• **EXERCISE OBJECTIVE**
Keeping every word the same, return the listing from its first line until the line holding "Where can the green tree" has been returned as well.

-- Opening Marker --

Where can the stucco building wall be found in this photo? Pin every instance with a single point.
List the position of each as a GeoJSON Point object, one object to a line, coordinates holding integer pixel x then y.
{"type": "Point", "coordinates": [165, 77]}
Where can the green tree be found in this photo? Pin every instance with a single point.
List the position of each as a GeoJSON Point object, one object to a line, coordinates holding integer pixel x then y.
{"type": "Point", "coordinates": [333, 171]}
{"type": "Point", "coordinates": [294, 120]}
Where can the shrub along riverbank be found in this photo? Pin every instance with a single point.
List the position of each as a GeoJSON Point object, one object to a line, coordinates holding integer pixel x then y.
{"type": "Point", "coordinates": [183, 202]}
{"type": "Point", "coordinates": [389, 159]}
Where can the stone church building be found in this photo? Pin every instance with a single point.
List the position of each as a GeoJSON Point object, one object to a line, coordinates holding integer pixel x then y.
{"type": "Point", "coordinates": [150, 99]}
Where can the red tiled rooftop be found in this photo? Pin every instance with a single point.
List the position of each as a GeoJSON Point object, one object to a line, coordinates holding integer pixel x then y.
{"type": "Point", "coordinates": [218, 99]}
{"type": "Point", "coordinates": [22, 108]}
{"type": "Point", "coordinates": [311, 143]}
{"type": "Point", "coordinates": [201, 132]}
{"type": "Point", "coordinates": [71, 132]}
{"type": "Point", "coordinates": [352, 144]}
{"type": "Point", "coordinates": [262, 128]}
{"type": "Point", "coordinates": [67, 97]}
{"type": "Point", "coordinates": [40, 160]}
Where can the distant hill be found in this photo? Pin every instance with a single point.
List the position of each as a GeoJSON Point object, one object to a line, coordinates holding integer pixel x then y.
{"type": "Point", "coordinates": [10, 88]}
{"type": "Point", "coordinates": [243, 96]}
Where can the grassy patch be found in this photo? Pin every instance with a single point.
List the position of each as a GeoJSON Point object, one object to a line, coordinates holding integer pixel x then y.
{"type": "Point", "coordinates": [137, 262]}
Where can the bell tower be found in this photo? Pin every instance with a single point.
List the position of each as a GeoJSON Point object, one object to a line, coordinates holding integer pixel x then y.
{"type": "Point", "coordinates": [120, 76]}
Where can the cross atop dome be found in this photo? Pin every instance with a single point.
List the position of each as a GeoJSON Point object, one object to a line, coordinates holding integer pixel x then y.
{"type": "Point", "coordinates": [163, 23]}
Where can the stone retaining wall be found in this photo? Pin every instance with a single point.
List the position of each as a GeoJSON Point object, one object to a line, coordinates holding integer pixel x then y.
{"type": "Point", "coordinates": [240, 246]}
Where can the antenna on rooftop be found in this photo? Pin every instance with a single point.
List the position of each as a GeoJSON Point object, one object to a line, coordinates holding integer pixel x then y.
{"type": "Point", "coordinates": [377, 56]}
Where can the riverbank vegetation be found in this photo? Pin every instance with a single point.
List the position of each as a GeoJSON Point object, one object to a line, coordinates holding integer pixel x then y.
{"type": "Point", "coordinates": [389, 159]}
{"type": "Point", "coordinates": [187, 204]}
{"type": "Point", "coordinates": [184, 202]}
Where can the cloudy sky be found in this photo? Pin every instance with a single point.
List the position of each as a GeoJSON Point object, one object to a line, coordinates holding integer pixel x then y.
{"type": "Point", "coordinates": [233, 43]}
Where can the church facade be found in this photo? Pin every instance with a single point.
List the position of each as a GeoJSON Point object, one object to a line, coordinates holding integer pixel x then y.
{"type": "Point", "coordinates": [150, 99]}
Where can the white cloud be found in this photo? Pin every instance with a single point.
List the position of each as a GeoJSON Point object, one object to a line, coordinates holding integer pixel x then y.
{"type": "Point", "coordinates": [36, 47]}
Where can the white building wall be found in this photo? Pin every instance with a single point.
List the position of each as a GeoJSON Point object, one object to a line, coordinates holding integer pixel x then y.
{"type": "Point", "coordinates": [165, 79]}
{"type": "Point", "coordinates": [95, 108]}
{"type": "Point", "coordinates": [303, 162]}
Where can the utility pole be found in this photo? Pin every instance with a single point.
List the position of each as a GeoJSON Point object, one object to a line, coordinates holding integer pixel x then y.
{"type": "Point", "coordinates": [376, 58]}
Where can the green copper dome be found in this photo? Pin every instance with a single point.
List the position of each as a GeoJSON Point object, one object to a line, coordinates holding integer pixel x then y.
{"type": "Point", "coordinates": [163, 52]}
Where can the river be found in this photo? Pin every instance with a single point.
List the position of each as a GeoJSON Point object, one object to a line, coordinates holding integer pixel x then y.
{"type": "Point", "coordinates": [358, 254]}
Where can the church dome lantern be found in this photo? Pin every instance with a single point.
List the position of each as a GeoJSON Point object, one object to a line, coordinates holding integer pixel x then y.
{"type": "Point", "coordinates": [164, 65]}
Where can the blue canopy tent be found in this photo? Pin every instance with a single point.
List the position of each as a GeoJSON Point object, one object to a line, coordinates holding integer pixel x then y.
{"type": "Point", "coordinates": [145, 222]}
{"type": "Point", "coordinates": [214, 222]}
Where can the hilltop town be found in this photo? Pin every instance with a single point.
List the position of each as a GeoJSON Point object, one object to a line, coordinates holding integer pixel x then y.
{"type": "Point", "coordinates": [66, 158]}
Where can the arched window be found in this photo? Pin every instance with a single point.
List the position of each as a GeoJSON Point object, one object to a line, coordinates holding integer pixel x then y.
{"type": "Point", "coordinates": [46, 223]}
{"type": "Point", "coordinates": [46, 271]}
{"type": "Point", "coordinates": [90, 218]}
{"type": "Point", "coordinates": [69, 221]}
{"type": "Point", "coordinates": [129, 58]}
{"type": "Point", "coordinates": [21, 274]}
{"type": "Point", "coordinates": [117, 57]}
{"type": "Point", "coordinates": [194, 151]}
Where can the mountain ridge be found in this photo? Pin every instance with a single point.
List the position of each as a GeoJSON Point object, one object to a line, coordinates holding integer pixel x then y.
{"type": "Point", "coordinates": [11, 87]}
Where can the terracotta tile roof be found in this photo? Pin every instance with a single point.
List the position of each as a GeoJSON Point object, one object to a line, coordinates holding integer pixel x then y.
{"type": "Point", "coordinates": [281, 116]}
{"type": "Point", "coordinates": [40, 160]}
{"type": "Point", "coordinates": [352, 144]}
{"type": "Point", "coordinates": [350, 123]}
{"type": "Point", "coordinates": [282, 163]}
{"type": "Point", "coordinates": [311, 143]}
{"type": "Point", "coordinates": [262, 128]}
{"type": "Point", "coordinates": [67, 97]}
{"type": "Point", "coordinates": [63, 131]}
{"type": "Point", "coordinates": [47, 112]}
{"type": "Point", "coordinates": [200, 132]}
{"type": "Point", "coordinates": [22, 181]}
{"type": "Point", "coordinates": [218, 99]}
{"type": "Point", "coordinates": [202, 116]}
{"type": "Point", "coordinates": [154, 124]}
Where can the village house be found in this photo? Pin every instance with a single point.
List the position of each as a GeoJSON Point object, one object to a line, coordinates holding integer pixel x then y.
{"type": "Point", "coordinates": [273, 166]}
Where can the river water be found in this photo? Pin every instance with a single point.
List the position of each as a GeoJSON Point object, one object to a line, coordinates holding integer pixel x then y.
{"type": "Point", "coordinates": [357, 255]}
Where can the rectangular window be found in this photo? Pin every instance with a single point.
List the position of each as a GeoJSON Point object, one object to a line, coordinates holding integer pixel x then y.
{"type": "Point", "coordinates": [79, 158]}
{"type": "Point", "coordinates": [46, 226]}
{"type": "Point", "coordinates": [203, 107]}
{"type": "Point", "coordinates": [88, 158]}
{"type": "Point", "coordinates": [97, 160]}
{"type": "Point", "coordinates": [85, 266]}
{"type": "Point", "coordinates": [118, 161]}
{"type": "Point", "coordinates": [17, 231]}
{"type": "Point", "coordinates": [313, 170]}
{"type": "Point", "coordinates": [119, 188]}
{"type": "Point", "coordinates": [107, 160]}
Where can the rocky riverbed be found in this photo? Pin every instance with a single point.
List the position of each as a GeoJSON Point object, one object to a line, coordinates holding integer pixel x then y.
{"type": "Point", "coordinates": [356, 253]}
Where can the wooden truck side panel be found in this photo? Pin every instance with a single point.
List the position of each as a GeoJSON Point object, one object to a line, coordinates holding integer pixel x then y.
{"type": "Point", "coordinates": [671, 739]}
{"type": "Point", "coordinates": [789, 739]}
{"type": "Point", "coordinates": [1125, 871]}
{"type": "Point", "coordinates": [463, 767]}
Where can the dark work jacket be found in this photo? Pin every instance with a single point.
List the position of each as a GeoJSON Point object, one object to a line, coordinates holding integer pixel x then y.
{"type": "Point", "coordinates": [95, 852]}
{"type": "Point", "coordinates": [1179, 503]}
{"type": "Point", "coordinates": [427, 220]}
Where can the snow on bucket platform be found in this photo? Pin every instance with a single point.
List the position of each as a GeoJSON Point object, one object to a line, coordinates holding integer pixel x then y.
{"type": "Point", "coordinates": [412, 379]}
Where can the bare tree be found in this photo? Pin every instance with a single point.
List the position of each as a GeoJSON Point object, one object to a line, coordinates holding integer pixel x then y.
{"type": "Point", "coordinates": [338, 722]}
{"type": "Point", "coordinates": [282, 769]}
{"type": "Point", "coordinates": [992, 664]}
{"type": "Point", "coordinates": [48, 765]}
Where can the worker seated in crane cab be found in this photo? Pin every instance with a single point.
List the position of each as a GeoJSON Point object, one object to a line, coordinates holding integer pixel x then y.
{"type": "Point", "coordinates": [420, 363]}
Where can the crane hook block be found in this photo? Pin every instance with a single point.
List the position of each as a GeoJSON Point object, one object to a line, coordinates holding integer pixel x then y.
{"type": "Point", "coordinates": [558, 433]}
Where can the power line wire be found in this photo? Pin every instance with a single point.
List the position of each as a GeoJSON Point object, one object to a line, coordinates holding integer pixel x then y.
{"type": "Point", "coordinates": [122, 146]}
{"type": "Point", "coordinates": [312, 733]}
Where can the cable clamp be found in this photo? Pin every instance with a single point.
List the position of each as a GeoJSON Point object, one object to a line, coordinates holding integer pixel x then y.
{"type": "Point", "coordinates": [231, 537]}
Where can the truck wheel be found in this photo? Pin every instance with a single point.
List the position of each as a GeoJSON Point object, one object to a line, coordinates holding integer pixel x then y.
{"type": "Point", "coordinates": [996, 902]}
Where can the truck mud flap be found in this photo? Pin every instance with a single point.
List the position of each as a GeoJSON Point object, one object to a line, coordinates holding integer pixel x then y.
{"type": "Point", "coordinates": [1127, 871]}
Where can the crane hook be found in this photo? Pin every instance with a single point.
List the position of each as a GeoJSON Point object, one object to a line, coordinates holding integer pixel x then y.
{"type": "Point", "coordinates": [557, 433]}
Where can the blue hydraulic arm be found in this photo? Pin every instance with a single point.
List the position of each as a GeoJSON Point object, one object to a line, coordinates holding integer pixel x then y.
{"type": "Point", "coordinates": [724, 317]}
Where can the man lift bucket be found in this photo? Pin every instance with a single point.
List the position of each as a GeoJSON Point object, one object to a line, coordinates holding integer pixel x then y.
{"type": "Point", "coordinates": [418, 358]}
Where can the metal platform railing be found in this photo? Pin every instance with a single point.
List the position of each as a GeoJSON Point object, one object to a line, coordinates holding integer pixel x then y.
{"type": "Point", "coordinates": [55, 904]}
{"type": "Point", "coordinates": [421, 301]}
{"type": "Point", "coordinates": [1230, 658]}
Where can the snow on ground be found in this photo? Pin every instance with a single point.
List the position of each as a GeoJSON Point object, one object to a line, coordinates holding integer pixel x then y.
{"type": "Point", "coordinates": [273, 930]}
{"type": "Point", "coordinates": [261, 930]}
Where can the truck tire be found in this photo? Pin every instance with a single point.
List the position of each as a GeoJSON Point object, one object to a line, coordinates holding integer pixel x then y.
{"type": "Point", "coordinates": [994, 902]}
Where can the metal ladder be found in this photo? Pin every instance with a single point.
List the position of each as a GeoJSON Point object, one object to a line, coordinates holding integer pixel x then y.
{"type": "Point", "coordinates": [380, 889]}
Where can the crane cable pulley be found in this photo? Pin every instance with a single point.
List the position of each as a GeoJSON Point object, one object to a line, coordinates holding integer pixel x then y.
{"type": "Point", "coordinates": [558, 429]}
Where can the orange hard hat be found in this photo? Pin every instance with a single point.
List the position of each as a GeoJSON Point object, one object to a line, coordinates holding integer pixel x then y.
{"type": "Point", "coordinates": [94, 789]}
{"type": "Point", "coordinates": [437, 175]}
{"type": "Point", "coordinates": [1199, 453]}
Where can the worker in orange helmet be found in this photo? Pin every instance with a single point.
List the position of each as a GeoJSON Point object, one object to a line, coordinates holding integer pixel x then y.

-- Closing Marker --

• **ANSWER TO THE PROBLEM**
Where can the stucco building wall be found in this photo? Pin every instance with a single point.
List the position of each as a GeoJSON Point object, one object to a line, coordinates holding integer pixel x then y.
{"type": "Point", "coordinates": [165, 77]}
Where can the green tree be found in this photo? Pin every instance with a single point.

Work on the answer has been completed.